**Task instructions:**
Reproduce the data word for word, beginning with the line that contains "mark the blue book -- a dot per instance" and continuing through the final line of the data.

**Records:**
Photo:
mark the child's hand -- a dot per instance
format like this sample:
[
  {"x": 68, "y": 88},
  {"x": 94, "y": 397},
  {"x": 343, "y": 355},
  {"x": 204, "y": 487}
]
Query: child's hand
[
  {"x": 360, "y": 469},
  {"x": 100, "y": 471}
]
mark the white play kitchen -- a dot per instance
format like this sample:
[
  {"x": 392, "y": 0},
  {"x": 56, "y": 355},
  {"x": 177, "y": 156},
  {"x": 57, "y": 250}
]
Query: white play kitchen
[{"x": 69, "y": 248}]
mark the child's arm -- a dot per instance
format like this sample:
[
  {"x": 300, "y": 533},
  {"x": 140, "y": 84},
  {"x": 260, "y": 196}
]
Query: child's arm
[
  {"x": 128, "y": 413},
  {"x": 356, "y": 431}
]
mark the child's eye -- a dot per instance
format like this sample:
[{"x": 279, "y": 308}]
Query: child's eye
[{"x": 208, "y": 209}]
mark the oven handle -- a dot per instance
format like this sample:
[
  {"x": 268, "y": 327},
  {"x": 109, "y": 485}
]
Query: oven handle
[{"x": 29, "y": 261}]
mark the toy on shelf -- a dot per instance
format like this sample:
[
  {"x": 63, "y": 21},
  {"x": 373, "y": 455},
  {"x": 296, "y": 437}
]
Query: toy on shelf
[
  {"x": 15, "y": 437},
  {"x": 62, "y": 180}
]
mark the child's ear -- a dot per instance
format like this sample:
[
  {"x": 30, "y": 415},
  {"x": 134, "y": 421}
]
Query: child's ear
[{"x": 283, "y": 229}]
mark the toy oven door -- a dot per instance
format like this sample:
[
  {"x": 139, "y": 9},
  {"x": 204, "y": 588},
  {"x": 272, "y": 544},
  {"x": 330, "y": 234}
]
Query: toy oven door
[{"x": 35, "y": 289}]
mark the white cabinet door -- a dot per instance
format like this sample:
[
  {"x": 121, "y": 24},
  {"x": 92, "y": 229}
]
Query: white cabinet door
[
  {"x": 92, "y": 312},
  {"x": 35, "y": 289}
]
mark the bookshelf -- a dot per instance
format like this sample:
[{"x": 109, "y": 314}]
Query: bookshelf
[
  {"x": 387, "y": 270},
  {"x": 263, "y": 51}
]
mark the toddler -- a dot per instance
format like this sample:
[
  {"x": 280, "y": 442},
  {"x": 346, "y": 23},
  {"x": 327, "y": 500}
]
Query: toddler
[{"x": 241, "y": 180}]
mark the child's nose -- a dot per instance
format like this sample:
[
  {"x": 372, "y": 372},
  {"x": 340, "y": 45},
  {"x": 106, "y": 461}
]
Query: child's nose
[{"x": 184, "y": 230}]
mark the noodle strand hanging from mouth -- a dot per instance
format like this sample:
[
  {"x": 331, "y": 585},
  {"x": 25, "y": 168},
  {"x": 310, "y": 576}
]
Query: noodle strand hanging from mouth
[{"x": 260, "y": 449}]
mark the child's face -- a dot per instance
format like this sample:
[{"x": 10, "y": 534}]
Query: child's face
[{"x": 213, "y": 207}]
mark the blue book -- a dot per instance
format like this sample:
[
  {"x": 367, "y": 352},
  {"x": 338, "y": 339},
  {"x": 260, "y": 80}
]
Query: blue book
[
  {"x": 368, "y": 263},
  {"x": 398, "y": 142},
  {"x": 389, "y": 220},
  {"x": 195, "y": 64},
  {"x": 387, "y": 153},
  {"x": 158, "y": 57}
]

**Solution:**
mark the blue book -- a dot per instance
format like this sample:
[
  {"x": 367, "y": 352},
  {"x": 338, "y": 339},
  {"x": 260, "y": 80}
]
Query: blue book
[
  {"x": 368, "y": 263},
  {"x": 398, "y": 142},
  {"x": 389, "y": 220},
  {"x": 195, "y": 64},
  {"x": 387, "y": 153},
  {"x": 158, "y": 57}
]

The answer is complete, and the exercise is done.